** Start of The input **

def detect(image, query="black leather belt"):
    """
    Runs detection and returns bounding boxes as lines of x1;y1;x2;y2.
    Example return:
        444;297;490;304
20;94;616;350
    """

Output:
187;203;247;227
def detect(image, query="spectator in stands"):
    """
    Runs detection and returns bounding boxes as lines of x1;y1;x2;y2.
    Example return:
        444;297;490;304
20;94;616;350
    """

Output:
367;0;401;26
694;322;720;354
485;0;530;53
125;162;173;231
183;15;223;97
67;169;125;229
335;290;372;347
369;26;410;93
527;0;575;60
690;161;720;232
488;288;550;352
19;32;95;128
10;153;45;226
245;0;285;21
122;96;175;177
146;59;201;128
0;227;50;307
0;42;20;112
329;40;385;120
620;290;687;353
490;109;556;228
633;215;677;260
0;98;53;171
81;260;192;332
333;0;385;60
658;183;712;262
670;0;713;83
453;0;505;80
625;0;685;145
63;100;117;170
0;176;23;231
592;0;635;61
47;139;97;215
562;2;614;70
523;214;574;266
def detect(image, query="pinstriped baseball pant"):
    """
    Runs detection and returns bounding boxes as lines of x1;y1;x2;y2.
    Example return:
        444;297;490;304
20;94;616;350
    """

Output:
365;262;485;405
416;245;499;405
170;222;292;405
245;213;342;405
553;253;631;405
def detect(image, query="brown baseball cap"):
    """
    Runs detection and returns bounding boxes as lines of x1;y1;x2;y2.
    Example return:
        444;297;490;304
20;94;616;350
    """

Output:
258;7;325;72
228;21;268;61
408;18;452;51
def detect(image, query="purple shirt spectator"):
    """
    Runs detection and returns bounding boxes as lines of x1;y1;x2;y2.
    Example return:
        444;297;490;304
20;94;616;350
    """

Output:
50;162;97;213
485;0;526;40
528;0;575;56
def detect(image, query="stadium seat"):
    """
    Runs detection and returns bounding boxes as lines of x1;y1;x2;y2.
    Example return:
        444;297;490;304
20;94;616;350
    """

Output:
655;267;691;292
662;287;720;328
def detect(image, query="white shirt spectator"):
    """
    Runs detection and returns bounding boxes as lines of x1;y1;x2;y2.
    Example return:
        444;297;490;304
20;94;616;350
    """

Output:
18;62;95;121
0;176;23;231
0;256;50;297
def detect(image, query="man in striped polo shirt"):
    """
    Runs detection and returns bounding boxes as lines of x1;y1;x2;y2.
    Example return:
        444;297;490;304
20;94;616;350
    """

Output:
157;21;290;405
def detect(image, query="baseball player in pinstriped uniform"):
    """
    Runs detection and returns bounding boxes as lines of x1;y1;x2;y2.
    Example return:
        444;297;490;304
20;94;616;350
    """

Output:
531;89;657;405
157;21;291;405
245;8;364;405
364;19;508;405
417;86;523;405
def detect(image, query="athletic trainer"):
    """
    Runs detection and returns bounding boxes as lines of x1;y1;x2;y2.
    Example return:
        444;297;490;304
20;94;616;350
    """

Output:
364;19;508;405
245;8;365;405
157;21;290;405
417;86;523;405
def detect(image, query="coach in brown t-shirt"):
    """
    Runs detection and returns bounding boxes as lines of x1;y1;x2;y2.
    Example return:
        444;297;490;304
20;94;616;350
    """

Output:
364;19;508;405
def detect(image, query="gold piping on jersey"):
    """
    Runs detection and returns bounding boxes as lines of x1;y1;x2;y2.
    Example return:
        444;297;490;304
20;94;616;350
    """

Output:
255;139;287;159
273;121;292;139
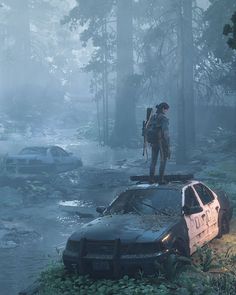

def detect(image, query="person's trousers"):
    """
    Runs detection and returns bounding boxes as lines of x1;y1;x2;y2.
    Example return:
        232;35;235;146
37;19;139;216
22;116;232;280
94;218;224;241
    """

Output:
150;144;167;181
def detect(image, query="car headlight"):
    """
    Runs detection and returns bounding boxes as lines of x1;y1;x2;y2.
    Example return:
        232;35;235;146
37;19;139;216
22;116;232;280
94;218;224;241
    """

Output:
66;239;79;252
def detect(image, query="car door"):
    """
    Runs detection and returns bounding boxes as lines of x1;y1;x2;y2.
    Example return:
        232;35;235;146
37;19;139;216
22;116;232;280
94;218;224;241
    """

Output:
193;183;220;241
51;147;71;172
183;185;208;254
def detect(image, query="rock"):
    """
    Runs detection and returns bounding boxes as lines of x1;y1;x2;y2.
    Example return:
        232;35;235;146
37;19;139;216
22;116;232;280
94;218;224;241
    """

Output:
0;187;23;207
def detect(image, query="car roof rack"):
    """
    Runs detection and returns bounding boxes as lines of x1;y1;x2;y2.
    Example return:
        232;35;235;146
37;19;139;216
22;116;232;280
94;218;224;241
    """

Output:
130;174;194;183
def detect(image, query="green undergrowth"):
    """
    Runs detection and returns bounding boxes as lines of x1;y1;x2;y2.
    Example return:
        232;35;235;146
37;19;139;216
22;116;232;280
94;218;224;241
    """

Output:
37;254;236;295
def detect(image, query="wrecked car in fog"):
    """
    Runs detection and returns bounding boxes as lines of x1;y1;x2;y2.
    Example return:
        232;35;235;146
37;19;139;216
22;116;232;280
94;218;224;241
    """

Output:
63;181;232;277
4;146;82;175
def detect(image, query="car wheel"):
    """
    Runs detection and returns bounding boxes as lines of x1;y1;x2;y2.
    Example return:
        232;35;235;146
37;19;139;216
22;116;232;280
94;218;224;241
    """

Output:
217;213;229;238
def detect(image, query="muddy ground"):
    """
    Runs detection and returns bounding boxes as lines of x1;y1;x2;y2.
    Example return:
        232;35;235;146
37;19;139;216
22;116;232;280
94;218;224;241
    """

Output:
0;132;236;295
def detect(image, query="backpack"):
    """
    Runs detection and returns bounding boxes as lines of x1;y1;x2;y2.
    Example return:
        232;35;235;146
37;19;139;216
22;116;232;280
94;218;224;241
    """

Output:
145;114;161;144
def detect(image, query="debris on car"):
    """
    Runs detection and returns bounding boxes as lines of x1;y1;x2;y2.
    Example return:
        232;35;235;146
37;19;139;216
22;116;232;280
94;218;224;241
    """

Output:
63;177;233;278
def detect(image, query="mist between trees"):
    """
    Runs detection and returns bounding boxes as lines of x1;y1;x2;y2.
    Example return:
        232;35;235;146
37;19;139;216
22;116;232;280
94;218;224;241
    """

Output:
0;0;236;162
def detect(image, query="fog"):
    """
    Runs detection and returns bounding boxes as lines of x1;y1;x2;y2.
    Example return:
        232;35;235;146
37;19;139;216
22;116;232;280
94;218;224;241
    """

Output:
0;0;236;295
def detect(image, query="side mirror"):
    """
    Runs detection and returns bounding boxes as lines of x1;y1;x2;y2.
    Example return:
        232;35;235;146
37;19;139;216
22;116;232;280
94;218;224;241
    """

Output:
96;206;106;214
183;205;203;215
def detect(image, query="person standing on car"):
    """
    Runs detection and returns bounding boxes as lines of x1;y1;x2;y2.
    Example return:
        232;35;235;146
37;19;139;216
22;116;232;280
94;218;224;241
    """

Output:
146;102;170;184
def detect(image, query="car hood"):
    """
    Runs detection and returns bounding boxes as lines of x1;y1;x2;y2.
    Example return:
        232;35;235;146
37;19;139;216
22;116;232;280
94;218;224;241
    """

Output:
71;214;180;242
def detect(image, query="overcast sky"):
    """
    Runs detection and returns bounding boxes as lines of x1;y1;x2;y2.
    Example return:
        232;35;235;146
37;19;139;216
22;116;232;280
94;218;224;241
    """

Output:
197;0;209;9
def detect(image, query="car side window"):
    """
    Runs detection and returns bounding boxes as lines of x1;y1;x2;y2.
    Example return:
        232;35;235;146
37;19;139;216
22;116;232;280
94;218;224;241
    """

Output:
184;186;200;208
194;183;214;205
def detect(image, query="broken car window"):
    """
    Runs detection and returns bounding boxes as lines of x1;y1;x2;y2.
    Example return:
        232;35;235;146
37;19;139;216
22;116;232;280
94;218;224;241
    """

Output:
109;189;181;215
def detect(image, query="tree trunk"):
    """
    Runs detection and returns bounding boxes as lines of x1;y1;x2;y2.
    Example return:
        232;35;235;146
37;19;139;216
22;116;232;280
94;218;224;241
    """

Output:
111;0;137;146
176;0;195;164
183;0;195;151
176;0;187;164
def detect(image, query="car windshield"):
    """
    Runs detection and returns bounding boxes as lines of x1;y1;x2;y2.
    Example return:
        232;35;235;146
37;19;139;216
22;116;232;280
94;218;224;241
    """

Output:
108;188;182;216
19;147;47;156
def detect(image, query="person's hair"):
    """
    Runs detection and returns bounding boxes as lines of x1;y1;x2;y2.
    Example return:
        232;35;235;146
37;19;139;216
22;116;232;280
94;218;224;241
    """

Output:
156;102;170;111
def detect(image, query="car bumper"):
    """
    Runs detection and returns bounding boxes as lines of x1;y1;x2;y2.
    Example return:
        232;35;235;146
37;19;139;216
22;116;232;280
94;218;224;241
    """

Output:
63;250;170;277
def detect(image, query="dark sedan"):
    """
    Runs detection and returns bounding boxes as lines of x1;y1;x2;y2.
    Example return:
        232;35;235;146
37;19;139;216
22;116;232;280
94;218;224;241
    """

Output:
63;181;232;277
5;146;82;175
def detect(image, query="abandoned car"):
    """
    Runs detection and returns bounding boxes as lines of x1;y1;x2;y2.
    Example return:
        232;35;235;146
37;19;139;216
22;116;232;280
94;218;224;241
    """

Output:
5;146;82;175
63;180;233;277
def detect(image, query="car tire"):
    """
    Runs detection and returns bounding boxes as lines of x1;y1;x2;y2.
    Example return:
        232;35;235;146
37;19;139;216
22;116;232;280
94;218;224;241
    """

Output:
217;213;230;238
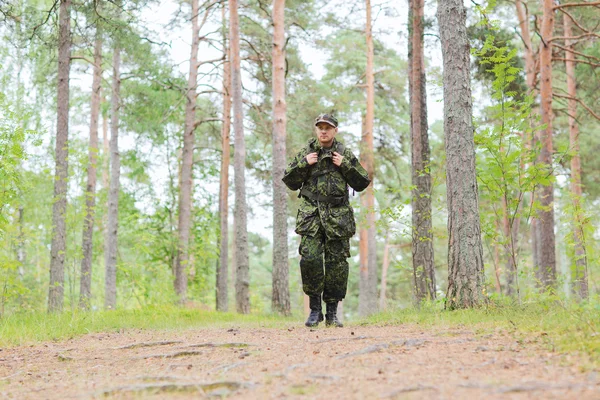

** End of The input **

* Written task
Lay out the lines from the very first one to the line containing "187;203;247;227", both included, as a Markdown table with the columns No. and Text. Number each row and leave out blank lines.

* The answer
| No. | Text |
|---|---|
| 1 | def detect(image, query="black leather belt"): |
| 2 |     """ |
| 3 |     Runs detection and returns bounding boxes as lines of x1;y1;x2;y2. |
| 4 |     Example return: |
| 5 |         444;297;490;304 |
| 6 | 20;94;616;350 |
| 7 |     """ |
| 8 | Output: |
| 9 | 187;203;247;227 |